▶ **Task to complete**
Your task is to return the data below, word for word.

▶ **Data entries**
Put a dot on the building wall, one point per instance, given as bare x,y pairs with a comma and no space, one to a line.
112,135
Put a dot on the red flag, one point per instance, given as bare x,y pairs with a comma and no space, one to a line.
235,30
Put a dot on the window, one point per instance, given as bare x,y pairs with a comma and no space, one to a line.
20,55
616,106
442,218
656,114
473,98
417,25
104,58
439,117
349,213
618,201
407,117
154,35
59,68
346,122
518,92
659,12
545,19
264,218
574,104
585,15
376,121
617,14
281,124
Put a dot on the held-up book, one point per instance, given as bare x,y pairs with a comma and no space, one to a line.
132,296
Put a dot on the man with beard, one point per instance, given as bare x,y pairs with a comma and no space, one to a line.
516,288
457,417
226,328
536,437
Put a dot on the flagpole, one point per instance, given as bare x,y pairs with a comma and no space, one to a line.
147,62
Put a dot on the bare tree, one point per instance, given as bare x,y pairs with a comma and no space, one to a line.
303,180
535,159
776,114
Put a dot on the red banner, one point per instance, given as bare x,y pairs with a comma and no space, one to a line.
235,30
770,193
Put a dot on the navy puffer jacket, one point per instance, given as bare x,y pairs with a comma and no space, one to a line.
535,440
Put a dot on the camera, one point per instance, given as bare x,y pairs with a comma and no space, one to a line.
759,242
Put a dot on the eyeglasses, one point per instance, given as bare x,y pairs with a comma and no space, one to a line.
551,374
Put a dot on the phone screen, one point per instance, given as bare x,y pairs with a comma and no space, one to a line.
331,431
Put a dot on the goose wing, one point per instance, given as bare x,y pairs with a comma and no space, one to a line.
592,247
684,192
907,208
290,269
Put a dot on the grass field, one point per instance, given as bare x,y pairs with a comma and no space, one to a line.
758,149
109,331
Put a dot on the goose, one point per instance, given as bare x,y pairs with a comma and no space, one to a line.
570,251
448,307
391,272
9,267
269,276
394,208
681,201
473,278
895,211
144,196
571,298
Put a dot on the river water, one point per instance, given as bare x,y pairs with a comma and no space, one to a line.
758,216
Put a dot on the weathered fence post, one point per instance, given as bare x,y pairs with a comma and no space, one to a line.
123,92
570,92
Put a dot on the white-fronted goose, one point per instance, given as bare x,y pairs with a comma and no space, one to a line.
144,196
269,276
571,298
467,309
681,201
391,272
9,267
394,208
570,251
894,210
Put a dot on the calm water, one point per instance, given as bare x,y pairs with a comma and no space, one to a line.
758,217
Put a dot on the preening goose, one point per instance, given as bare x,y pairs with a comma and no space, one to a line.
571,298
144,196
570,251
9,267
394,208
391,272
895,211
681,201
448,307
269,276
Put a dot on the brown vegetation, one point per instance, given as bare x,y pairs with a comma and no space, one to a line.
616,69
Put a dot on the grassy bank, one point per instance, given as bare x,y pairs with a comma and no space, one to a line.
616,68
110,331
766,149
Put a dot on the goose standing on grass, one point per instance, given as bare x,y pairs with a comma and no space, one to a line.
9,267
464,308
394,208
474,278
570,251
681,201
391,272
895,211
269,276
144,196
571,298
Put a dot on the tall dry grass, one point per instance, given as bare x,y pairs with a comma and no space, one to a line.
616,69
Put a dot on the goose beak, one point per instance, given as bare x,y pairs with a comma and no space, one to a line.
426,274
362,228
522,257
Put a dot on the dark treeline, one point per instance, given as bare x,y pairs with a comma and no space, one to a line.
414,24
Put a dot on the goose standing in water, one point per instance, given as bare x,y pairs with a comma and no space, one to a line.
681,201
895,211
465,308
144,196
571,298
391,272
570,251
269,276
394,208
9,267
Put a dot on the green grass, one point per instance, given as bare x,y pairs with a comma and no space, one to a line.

▶ **Final answer**
Put a dot on the building wall, one point per instance, given as bare x,y pairs with a comma and no space, one to a line.
112,135
Put a dot on the red flag, one point per instance, given as bare x,y pairs with a comma and no space, one to a line.
235,30
Put a dot on the window, one point per instance, given as bare x,y pairs with a comma and no space, one to a line.
20,55
616,106
442,218
656,114
473,98
417,25
104,58
439,117
349,213
618,201
407,117
154,35
59,68
346,122
518,92
659,12
545,19
264,218
574,104
585,15
376,121
617,14
281,124
Put a dot on the held-up book, one point per instance, given as bare x,y pairs with a comma and no space, one to a line.
132,296
Put a dot on the man with beard, one point per instance, given as bare x,y pairs with a comma and no space, one to a line.
516,288
457,417
226,328
536,437
Put a dot on the flagpole, one point per instance, given as bare x,y pairs with a comma and no space, one to a line.
147,62
Put a dot on the bare tree, one point per instance, given as bare x,y pairs with a comma and no space, one to a line.
303,180
535,159
776,114
Put a dot on the red banner, one point per instance, given as bare x,y pairs with a comma and no space, one to a line.
235,30
770,193
Put a dot on the navy puffer jacket, one point per instance, given as bare x,y pairs with a comma and no space, one to a line.
535,440
Put a dot on the camera, one point per instance, given as bare x,y pairs with a comma and no space, one to a line.
759,242
Put a dot on the eyeglasses, one point per instance, given as bare x,y pairs with a comma and no space, one to a line.
551,374
Put a dot on the phone screen, one point per instance, given as bare x,y pairs with a comma and no space, one to a line.
331,431
Put a dot on the goose wing, one point per instance, given as bare x,y pairs with a comma and no space, one to a line.
592,247
684,192
907,208
290,269
Put a dot on the grass field, one point per instance, given as bare x,y pairs with a comma and no space, one to a line.
758,149
109,331
Put a dot on the goose, one point per instance, given as bare x,y pairs with a comma and no space, one to a line.
570,251
448,307
391,272
9,267
269,276
394,208
681,201
473,278
895,211
144,196
571,298
Put a dot on the river water, one point per instance, given as bare x,y pairs with a comma and no space, one to a line.
758,216
Put a dot on the weathered fence post, one point per instance, given as bare x,y pairs with a comma and no space, one to a line.
123,92
570,92
Put a dot on the white-fronted goose, one point per instance, given as bare x,y pairs with a comma and no space, one to a line.
144,196
269,276
571,298
467,309
681,201
391,272
9,267
394,208
570,251
894,210
Put a dot on the calm water, one point per instance, given as bare x,y pairs with a comma and no space, one to a line.
758,217
Put a dot on the preening goose, one point per instance, given as bare x,y pairs with a comma and no space, one to a line.
571,298
144,196
570,251
9,267
394,208
391,272
895,211
681,201
448,307
269,276
Put a dot on the brown vegetation, one point per instance, given as bare x,y pairs with a comma and no space, one to a line.
616,69
Put a dot on the grassy bank, one point per instance, given as bare x,y pairs with a comma and no space, one to a line.
616,68
110,331
766,149
Put a dot on the goose standing on grass, one point per instance, given as bare x,y pairs with a comma and no space, one to a line.
9,267
464,308
394,208
474,278
570,251
681,201
391,272
895,211
269,276
144,196
571,298
Put a dot on the tall dry grass, one point per instance, given as bare x,y pairs with a comma and no space, one to a line.
616,69
Put a dot on the goose beak, one point per instance, given as bare x,y pairs with a comma and no space, one to a line.
426,274
362,228
522,257
Put a dot on the dark treeline, one point per instance, given as bare x,y pairs with a comma and no space, one to a line.
414,24
Put a dot on the goose standing in water, one point per instance, given as bare x,y pairs with a comma and no space, one to a line.
681,201
895,211
465,308
144,196
571,298
391,272
570,251
269,276
394,208
9,267
Put a dot on the green grass, one point per instance, given as bare x,y pairs with a comma and no space, one to a line.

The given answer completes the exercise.